- **INFORMATION SHOWN**

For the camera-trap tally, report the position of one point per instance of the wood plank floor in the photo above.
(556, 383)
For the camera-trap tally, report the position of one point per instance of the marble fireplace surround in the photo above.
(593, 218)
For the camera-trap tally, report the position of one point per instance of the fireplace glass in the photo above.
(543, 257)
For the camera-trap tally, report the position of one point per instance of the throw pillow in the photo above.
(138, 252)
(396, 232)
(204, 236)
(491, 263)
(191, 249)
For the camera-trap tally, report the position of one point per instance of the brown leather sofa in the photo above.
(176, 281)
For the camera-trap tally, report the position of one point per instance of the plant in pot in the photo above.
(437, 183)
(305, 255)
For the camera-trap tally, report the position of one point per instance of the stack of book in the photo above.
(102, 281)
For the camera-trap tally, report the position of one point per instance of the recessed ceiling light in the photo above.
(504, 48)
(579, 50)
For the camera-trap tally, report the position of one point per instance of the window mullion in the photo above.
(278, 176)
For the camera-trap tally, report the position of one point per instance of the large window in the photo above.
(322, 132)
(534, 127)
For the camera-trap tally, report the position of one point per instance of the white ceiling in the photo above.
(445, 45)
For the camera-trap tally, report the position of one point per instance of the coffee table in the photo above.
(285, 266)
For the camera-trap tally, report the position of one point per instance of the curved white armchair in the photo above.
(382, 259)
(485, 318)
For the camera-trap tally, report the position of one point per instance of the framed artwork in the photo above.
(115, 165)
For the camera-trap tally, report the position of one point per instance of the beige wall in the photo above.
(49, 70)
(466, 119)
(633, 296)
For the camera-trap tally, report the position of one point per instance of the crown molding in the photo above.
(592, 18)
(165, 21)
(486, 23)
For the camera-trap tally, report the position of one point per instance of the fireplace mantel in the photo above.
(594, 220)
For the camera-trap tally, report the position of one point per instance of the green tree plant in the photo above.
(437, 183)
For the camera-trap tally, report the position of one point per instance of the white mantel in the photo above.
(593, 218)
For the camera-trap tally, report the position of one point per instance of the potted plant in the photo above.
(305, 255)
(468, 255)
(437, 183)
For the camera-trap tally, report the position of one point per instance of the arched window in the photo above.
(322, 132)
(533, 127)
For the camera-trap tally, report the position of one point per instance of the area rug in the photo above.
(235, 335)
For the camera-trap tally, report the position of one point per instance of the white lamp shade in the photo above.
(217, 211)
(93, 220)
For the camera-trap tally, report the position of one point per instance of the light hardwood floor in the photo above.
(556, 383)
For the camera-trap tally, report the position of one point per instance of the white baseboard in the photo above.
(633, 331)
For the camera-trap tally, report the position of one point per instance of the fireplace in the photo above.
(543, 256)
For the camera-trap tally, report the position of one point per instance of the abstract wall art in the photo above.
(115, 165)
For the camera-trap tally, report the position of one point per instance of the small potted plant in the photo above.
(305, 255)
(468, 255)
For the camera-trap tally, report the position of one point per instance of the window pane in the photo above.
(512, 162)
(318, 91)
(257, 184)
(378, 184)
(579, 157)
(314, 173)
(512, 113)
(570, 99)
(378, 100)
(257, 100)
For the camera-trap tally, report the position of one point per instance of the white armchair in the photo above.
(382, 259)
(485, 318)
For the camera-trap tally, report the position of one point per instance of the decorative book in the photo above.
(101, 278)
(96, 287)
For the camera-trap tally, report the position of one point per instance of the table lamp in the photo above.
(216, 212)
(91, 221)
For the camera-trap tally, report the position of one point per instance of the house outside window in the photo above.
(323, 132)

- **WRITTEN PROBLEM**
Rewrite each line of the items above as a two-column Markdown table, with a running row number under "No." and the line itself under "Entry". Skip blank lines.

- **IN RESPONSE**
| No. | Entry |
|---|---|
| 1 | For the camera-trap tally, report the position of one point per instance of the wood plank floor in the photo above. |
| 2 | (556, 383) |
| 3 | For the camera-trap tally, report the position of one point per instance of the marble fireplace surround in the photo above. |
| 4 | (593, 218) |
| 5 | For the camera-trap tally, report the position of one point per instance of the fireplace glass in the photo above. |
| 6 | (543, 257) |
| 7 | For the camera-trap tally, report the position of one point per instance of the throw pillow in the photo above. |
| 8 | (138, 252) |
| 9 | (396, 232) |
| 10 | (204, 236) |
| 11 | (491, 263) |
| 12 | (191, 249) |
| 13 | For the camera-trap tally, report the position of one point per instance of the brown leather sofa in the photo above. |
| 14 | (176, 281) |
| 15 | For the camera-trap tally, report the position of one point per instance of the plant in pot in the photo above. |
| 16 | (437, 183) |
| 17 | (305, 255) |
| 18 | For the camera-trap tally, report the position of one point per instance of the stack of book in the photo above. |
| 19 | (102, 281) |
| 20 | For the camera-trap tally, report the position of one point per instance of the recessed ceiling light in the photo above. |
| 21 | (504, 48) |
| 22 | (579, 50) |
| 23 | For the camera-trap tally, report the position of one point per instance of the window mullion in the photo above. |
| 24 | (278, 176) |
| 25 | For the camera-trap tally, report the position of one point per instance of the large window in the photo above. |
| 26 | (322, 132) |
| 27 | (534, 127) |
| 28 | For the camera-trap tally, report the position of one point per instance of the white ceiling in the photo above. |
| 29 | (445, 45) |
| 30 | For the camera-trap tally, report the position of one point per instance of the coffee table in the photo above. |
| 31 | (285, 266) |
| 32 | For the camera-trap tally, report the position of one point per instance of the curved white armchair in the photo above. |
| 33 | (382, 259) |
| 34 | (485, 318) |
| 35 | For the camera-trap tally, report the position of one point per instance of the framed artwork in the photo above. |
| 36 | (115, 165) |
| 37 | For the camera-trap tally, report the position of one point per instance of the beige wall in the photo above. |
| 38 | (49, 70) |
| 39 | (466, 119) |
| 40 | (633, 296) |
| 41 | For the camera-trap tally, report the position of one point per instance of the crown molding in the photo above. |
| 42 | (592, 18) |
| 43 | (165, 21) |
| 44 | (486, 23) |
| 45 | For the camera-trap tally, report the position of one point per instance of the fireplace mantel in the photo above. |
| 46 | (594, 220) |
| 47 | For the camera-trap tally, report the position of one point per instance of the green tree plant in the photo above. |
| 48 | (437, 183) |
| 49 | For the camera-trap tally, report the position of one point per instance of the white mantel in the photo above. |
| 50 | (593, 218) |
| 51 | For the camera-trap tally, report the position of one point per instance of the potted plant in the photo above. |
| 52 | (305, 255) |
| 53 | (468, 255) |
| 54 | (437, 183) |
| 55 | For the camera-trap tally, report the position of one point per instance of the arched window in the photo above. |
| 56 | (322, 132) |
| 57 | (533, 127) |
| 58 | For the camera-trap tally, report the position of one point per instance of the area rug in the photo above. |
| 59 | (235, 335) |
| 60 | For the camera-trap tally, report the position of one point per instance of the white lamp shade in the photo above. |
| 61 | (217, 211) |
| 62 | (93, 220) |
| 63 | For the camera-trap tally, report the position of one point per instance of the light hardwood floor in the photo above. |
| 64 | (556, 383) |
| 65 | For the camera-trap tally, report the position of one point per instance of the white baseboard in the photo above. |
| 66 | (633, 331) |
| 67 | For the camera-trap tally, report the position of one point per instance of the fireplace in the photo above. |
| 68 | (543, 256) |
| 69 | For the camera-trap tally, report the position of one point per instance of the abstract wall art in the photo above. |
| 70 | (115, 165) |
| 71 | For the camera-trap tally, report the position of one point per instance of the small potted plant in the photo above. |
| 72 | (305, 255) |
| 73 | (468, 255) |
| 74 | For the camera-trap tally, report the position of one point per instance of the window pane in the photo above. |
| 75 | (512, 162) |
| 76 | (318, 91) |
| 77 | (257, 184) |
| 78 | (378, 184) |
| 79 | (579, 157) |
| 80 | (314, 173) |
| 81 | (512, 113) |
| 82 | (570, 99) |
| 83 | (378, 100) |
| 84 | (257, 100) |
| 85 | For the camera-trap tally, report the position of one point per instance of the white armchair in the photo above. |
| 86 | (382, 259) |
| 87 | (485, 318) |
| 88 | For the camera-trap tally, report the position of one point per instance of the decorative book in the photo above. |
| 89 | (101, 278) |
| 90 | (96, 287) |
| 91 | For the camera-trap tally, report the position of one point per instance of the table lamp in the photo above. |
| 92 | (216, 212) |
| 93 | (91, 221) |
| 94 | For the camera-trap tally, report the position of one point per instance of the house outside window in the photo above. |
| 95 | (323, 132) |